Dans cette composition, moitié allégorique, moitié mystique, M. de Hess a placé au milieu d’une gloire la sainte Vierge avec l’Enfant divin. A droite et à gauche de ce groupe cenral se tiennent, comme une garde d’honneur céleste, les quatre docteurs de l’Eglise : Grégoire, Jérôme, Ambroise et Augustin. Sur les marches du trône s’agenouillent, dans des attitutes d’adoration prosternée, les patrons des quatre églises catholiques que le roi Louis de Bavière a construites et dotées : sant Boniface avec le modèle de la basilique ; saint Louis et saint Etienne, l’un avec le modèle de l’église qui lui est consacrée, l’autre avec celui de la chapelle royale ; quant au modèle de l’église Notre-Dame, bâties au faubourg d’Au, c’est un ange qui la présente à la patrone divine.
La peinture de M. Henri de Hess n’a aucun des défauts caractéristiques, mais aussi aucune des qualités exorbitantes qui excitent les dénigrements et les enthousiasmes passionnés. Cet artiste s’adresse aux natures calmes, aux esprits délicats et modérés, et mérite en effet toutes leurs sympathies. Dans le tableau dont nous nous occupons, les types sont bien choisis ; le dessin est élégant, la couleur harmonieuse et douce. On ne saurait faire un compromis plus habile entre la naïveté du style religieux archaïque et la science moderne. Cela n’est ni trop gothique ni trop récent ; l’oeil n’est choqué ni par les affectations de roideurs à la manière des anciens maîtres, ni par des dissonances d’actualité. – Cette toile, contrairement aux œuvres de l’école allemande, qui pèchent toujours plus ou moins du côté de l’exécution, n’offre d’autre prise à la critique que sa perfection même ; perfection si constante, si égale, si soutenue depuis la tête de la Vierge jusqu’à la chape de l’évêque, qu’on se prend à désirer quelque coin plus lâché, quelque coup de pinceau moins sûr, trahissant la fatigue, l’inquiétude ou la passion ; mais la trame est si homogène qu’on n’y saurait trouver un fil cassé ou repris. N’allez pas croire pourtant que cet extrème fini tombe dans la minutie et la sécheresse, il est au contraire parfaitement conforme à la dignité du style et du sujet adoptés par l’artiste. La longue série des peintures de M. De Hess ne renferme ni une faute de dessin, ni une discordance de ton, ni un manque de goût; et il est vraiment singulier que, jusqu’à notre voyage d’Allemagne, nous ayons à peine soupçonné l’existence de ce peintre recommandable à tant d’égards et le plus capable assurément de soutenir à la prochaine exposition unverselle l’honneur de la moderne école allemande. Les têtes de ce tableau sont belles, nobles, sympathiques, et les détails, comme nous l’avons dit, traités avec une habileté rare ; les orfrois des brocarts et les pierreries qui dessinent des ramages sur ce fond splendide ont la puissance d’illusion singulière, mince mérite sans doute, mais qu’on doit apprécier lorsqu’il ne nuit en rien à l’élévation de la pensée et à la pureté du style.

- La liste:
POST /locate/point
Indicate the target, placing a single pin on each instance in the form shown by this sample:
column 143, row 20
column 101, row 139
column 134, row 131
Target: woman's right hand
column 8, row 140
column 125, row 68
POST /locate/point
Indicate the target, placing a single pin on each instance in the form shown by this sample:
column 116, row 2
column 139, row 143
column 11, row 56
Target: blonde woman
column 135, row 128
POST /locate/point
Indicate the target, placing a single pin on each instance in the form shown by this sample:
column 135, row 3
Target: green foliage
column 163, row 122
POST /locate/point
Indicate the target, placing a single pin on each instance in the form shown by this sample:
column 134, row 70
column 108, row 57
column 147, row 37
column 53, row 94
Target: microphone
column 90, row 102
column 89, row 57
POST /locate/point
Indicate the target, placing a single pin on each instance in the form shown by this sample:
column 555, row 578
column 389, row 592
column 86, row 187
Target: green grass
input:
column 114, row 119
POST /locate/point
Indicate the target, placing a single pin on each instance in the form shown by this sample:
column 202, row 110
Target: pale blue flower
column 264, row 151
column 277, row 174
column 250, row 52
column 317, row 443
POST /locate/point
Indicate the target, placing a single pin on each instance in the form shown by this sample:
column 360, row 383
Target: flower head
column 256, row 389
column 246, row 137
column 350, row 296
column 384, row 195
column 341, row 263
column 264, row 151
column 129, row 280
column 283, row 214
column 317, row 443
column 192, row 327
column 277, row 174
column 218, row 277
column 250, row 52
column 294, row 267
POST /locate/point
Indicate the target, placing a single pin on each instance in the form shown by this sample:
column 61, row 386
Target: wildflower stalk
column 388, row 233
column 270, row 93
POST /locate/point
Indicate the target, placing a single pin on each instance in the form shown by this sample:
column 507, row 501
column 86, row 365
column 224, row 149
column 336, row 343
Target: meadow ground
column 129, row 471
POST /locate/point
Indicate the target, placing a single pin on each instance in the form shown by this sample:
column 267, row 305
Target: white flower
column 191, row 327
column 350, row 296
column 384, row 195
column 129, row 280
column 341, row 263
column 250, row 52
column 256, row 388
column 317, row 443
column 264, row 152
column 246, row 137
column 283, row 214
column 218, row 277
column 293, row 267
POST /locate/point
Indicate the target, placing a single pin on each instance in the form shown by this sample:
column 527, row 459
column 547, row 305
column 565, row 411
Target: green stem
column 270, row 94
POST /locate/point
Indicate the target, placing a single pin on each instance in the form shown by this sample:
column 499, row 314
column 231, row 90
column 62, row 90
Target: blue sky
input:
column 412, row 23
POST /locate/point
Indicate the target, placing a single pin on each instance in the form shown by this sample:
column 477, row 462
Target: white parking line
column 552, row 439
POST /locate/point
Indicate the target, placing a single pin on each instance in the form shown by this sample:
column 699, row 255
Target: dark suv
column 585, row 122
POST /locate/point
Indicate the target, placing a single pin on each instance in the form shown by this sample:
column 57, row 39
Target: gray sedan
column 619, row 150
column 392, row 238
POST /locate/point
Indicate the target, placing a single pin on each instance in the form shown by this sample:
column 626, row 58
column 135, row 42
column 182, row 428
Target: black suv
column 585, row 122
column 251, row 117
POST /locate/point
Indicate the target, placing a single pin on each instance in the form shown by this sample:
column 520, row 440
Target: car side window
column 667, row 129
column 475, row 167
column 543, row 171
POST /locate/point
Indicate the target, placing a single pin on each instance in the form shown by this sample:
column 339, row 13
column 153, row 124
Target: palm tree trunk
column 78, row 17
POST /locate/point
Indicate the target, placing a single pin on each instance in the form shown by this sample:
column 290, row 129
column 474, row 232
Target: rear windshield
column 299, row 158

- Petit exercice:
D'après l'extrait sur le tableau de M. Henri de Hess, qui tient le modèle de l'église Notre-Dame du faubourg d'Au ?

- Réponse complète:
C'est un ange qui le présente à la Vierge.